_SUPPLIED RECORDS_:
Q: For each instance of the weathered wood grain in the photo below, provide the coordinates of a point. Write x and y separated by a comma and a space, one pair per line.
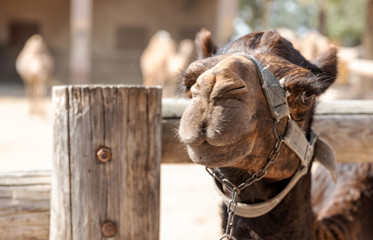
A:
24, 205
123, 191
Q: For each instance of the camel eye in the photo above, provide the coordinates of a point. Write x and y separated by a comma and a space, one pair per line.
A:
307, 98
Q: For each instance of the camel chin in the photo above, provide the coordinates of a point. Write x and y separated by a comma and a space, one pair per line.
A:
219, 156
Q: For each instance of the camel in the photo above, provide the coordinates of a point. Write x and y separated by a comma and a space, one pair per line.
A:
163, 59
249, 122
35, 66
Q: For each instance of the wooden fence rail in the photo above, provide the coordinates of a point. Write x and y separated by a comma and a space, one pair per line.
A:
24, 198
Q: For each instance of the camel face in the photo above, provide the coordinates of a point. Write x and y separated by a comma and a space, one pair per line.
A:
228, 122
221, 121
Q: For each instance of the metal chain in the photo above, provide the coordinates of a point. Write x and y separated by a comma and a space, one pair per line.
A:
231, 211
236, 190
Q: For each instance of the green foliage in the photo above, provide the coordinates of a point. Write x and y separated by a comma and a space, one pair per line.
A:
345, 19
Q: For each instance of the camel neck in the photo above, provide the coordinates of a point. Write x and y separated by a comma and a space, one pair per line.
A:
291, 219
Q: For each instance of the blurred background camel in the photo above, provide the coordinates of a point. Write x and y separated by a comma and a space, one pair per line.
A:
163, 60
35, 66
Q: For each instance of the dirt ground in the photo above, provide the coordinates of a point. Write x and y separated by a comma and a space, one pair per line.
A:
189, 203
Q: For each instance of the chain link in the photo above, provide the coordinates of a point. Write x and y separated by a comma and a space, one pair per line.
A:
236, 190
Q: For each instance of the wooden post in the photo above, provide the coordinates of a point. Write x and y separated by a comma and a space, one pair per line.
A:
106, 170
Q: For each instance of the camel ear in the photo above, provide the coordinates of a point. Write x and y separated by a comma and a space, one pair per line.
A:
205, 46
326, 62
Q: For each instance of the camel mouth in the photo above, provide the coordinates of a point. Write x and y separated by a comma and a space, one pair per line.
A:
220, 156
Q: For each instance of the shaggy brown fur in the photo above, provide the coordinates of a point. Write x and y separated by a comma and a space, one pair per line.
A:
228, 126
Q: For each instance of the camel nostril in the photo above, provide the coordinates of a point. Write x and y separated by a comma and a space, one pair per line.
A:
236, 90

_AIM OF THE TASK_:
Wherever a picture appears, omit it; copy the rest of the data exactly.

_EXERCISE OUTPUT_:
Q: For each instance of the weathered wood grain in the photo below, provide the coordinates of a point. Write x and y separated by a comma and a space, one pair per line.
A:
24, 205
123, 191
Q: For each instance of the camel eye in the photo above, provide the coordinates of a point. Write x and y separated by a comma and a space, one pair per line.
A:
307, 98
Q: For each instance of the camel chin in the photo above, provide the coordinates of a point. Write x and y separated by a comma and a space, one pair per line.
A:
219, 156
Q: For each instance of the camel in the photo above, provide the coordinates of a point. Write x and y separated by a comma and a space, one pair per line.
A:
163, 59
249, 122
35, 66
Q: For each instance of the wooden fence rail in the photo above, provide the coordinates of a point. Write x and y separated by a comma and a space, one pair per line.
A:
24, 198
Q: For each instance of the camel face in the photo above, provide the coordinates of a point. Write x and y separated by a comma and a space, one pair per line.
A:
228, 122
221, 121
Q: For each instance of the metal chain in the photo above, provide the coordinates of a point. Write x and y separated by a comma and a space, one pair per line.
A:
231, 211
236, 190
Q: For each instance of the green foliage in the photo above, provide the coordinates of a point. Write x and y separated by a comma and a space, one pair per line.
A:
345, 19
Q: For each instance of the camel neck in the photo above, provide the coordinates of a point. Write x and y separated by a comma and a space, one pair per line.
A:
291, 219
Q: For each instance of the blurred background camel in the photo above, provide the coordinates of a point. Write x and y separated by a comma and a space, one pair per line.
A:
163, 60
35, 66
Q: For each instance of the dirt ground in the photo above, provide the coordinates of a point. Write x and y separated by a comma and a space, one pair per line.
A:
189, 203
Q: For each instance of the chain link in the photo above, provide the coordinates of a point. Write x and y separated by a comma and a space, one pair per line.
A:
236, 190
Q: For each instance of the wooden post in the photo above, provide the coordinates of a point. Write x and y separated by a comma and a space, one pair per line.
A:
106, 170
Q: For each instance of the camel ear in the photo above, provide the coordinates of a point. Write x and y separated by a comma and a space, one pair per line.
A:
205, 46
326, 62
Q: For each instance of the camel mouth in the photo above, provide the coordinates of a point. Write x and y separated by a comma and a space, one pair per line.
A:
220, 156
Q: For each instance of the shaggy brown fur in the photo above, provide the coordinates of a point. Write x and y separated by a comma and a space, one pair per line.
A:
228, 126
Q: For each instance of the camel nostril in the photo above, provide the coordinates of a point. Write x and y separated by a comma and a space, one pair per line.
A:
236, 90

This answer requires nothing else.